-------- GIVEN RECORDS

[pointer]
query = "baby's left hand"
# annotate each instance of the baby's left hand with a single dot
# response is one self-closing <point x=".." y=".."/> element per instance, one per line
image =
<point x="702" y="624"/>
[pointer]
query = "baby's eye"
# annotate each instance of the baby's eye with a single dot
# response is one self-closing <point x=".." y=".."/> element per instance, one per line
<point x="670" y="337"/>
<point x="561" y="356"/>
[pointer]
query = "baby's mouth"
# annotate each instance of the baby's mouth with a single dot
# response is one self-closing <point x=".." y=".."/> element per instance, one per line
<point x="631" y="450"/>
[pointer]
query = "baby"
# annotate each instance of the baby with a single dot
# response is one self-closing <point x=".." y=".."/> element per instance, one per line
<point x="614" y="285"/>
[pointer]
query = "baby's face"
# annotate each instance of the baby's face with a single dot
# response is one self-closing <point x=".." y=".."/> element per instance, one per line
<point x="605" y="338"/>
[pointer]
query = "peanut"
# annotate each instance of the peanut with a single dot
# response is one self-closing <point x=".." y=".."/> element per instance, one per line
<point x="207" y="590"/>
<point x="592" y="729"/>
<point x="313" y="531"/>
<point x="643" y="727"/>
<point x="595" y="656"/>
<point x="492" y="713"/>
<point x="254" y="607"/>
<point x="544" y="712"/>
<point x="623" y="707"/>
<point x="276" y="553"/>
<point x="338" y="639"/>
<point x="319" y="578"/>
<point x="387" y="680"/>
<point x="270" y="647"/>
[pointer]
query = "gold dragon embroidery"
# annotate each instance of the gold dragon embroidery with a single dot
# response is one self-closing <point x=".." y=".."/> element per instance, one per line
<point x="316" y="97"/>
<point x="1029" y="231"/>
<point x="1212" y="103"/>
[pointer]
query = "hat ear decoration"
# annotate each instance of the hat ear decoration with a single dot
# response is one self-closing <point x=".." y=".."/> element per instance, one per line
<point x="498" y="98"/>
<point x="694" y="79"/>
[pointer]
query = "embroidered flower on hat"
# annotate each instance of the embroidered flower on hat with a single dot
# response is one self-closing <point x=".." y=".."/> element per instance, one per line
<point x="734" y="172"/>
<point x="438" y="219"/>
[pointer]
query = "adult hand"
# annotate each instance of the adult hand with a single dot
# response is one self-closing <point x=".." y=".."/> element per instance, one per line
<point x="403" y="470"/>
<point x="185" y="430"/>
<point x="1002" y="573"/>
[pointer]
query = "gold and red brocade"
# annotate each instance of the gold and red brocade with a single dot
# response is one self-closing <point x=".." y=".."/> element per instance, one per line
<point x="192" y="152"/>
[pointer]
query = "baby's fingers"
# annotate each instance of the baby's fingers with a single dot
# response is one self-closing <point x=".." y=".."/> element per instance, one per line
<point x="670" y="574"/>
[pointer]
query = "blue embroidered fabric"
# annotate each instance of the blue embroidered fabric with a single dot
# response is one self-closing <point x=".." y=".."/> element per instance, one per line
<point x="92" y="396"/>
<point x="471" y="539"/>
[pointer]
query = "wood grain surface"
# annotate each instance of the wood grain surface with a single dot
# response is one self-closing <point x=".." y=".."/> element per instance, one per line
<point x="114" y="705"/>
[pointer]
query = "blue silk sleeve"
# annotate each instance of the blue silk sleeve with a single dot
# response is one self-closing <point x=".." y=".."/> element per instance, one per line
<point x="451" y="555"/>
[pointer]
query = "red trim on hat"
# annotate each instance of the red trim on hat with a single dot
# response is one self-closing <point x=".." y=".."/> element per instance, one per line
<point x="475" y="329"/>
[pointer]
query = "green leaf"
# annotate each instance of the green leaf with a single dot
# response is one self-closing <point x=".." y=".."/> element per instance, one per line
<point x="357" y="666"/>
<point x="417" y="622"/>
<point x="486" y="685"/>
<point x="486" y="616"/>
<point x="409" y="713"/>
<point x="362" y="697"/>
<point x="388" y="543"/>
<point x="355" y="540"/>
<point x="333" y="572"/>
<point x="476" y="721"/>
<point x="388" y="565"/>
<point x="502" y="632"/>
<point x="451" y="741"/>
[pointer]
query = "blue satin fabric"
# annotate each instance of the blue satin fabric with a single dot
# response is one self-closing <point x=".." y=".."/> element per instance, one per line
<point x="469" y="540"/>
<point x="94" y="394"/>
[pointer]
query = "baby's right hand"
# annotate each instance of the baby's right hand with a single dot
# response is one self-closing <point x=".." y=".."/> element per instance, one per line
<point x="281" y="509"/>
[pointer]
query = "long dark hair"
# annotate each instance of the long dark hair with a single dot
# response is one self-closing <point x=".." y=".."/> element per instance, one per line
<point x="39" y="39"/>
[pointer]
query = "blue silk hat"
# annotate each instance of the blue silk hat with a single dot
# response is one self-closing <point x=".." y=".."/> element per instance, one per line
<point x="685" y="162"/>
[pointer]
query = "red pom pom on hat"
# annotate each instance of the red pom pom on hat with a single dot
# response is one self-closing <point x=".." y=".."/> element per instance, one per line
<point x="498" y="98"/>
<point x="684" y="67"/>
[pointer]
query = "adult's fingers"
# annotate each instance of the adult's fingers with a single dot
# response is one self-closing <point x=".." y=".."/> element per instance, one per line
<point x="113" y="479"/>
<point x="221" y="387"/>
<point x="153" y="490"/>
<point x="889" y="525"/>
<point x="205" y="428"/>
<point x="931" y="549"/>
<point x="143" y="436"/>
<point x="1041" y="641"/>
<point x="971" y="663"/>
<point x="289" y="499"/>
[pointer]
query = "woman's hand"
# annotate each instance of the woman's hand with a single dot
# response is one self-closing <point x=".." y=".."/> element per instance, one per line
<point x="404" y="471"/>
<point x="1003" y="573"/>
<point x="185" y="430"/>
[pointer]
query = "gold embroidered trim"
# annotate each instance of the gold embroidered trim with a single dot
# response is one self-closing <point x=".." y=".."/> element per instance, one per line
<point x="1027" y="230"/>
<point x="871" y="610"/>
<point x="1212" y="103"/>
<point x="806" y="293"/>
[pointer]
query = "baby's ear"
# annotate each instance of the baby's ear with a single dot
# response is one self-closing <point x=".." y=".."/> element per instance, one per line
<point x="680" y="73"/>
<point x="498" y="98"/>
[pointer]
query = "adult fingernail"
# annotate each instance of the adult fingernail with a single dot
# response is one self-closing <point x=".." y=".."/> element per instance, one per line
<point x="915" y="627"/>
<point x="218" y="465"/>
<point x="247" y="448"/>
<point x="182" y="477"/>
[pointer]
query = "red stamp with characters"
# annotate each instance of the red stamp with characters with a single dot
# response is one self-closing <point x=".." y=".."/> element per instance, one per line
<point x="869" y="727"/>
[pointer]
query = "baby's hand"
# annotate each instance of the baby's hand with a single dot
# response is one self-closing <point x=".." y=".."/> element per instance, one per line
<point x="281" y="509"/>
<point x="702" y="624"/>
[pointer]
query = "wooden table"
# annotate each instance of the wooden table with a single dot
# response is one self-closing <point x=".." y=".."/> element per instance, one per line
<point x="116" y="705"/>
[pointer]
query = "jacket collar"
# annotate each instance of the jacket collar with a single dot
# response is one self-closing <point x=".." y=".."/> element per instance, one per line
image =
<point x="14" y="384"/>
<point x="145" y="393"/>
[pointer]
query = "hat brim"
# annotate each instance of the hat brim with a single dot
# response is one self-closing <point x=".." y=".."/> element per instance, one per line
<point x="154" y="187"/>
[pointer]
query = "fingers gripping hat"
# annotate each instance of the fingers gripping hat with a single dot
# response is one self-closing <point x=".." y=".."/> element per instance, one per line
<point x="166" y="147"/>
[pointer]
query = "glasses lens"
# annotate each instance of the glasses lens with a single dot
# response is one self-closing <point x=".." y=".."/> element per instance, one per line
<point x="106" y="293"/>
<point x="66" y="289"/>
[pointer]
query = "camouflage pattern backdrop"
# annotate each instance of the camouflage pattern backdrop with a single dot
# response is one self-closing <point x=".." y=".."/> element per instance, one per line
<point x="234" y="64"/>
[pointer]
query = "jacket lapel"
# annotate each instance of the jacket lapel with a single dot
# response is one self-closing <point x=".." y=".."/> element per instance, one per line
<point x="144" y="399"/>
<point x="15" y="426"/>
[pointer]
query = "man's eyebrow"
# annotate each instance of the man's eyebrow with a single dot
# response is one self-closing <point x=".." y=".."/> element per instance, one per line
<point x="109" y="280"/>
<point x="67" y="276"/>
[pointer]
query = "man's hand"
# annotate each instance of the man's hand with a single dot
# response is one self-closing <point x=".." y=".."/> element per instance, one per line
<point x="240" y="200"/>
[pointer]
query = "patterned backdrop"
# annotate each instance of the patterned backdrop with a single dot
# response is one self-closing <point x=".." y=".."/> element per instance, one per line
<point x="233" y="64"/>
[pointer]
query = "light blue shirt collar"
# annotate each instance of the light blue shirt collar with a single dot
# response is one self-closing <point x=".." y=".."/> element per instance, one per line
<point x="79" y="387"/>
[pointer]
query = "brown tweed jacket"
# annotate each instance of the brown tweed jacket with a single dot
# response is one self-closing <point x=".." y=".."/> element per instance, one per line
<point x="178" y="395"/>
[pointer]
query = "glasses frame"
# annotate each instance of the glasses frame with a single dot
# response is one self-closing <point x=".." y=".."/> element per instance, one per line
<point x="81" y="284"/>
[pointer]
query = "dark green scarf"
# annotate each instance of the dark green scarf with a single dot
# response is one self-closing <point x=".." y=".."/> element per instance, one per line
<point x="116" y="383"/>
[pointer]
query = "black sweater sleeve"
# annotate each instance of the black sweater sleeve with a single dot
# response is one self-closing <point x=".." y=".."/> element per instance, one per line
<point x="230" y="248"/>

----------------

**EXERCISE GOAL:**
All lines of the data that hold "trim" need to be copied.

**EXPECTED ANSWER:**
query = "red trim on hat"
# annotate each instance of the red trim on hat with a single dot
query = "gold embroidered trim"
# annotate each instance of the gold embroidered trim with a single dot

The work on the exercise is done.